= List of Virginia state symbols =

Location of the Commonwealth of Virginia in the United States of America

This is a list of symbols of the United States Commonwealth of Virginia. Most of the items in the list are officially recognized symbols created by an act of the Virginia General Assembly and signed into law by the governor. The state nickname, The Old Dominion, is the oldest symbol. However, it, as well as Virginia's other nicknames, are not official. The nickname "Mother of Presidents" is also historic, as eight Virginians have served as President of the United States, including four of the first five: George Washington, Thomas Jefferson, James Madison, James Monroe, William Henry Harrison, John Tyler, Zachary Taylor, and Woodrow Wilson. Additionally, the nickname "Mother of States" comes from being the first state settled in the United States. As well, Sam Houston, president of the Republic of Texas, Fulwar Skipwith, the president of the Republic of West Florida, and Joseph Jenkins Roberts, the first president of Liberia were from Virginia.

The state motto and seal have been official since Virginia declared its independence from the Kingdom of Great Britain. Virginia is one of only two states (the other being Mississippi with the Magnolia) to have the same plant for state flower and state tree, the Flowering Dogwood. Most of the symbols were made official in the late 20th century.

------------

* Exercise requirements:
a: According to the article on Virginia state symbols, which plant serves as both the state flower and the state tree of Virginia?
b: Recast the lines of the listing in Block 1 as a numbered list, omitting any blank lines.
The listing in Block 1 bears no relation to the article on Virginia state symbols.

* Provided records:
------------

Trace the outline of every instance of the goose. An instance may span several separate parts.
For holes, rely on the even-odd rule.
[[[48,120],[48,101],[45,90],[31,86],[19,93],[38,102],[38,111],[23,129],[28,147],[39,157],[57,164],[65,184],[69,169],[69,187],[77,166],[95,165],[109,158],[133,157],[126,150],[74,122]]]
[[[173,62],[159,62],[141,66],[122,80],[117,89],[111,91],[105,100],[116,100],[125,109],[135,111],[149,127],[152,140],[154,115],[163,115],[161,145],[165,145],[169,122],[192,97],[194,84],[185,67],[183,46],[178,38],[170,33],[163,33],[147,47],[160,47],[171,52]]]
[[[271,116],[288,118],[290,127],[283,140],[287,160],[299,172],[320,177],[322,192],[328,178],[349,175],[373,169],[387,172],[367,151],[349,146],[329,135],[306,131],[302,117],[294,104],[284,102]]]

------------

* Answers by task:
a: The Flowering Dogwood.

b:
1. Trace the outline of every instance of the goose. An instance may span several separate parts.
2. For holes, rely on the even-odd rule.
3. [[[48,120],[48,101],[45,90],[31,86],[19,93],[38,102],[38,111],[23,129],[28,147],[39,157],[57,164],[65,184],[69,169],[69,187],[77,166],[95,165],[109,158],[133,157],[126,150],[74,122]]]
4. [[[173,62],[159,62],[141,66],[122,80],[117,89],[111,91],[105,100],[116,100],[125,109],[135,111],[149,127],[152,140],[154,115],[163,115],[161,145],[165,145],[169,122],[192,97],[194,84],[185,67],[183,46],[178,38],[170,33],[163,33],[147,47],[160,47],[171,52]]]
5. [[[271,116],[288,118],[290,127],[283,140],[287,160],[299,172],[320,177],[322,192],[328,178],[349,175],[373,169],[387,172],[367,151],[349,146],[329,135],[306,131],[302,117],[294,104],[284,102]]]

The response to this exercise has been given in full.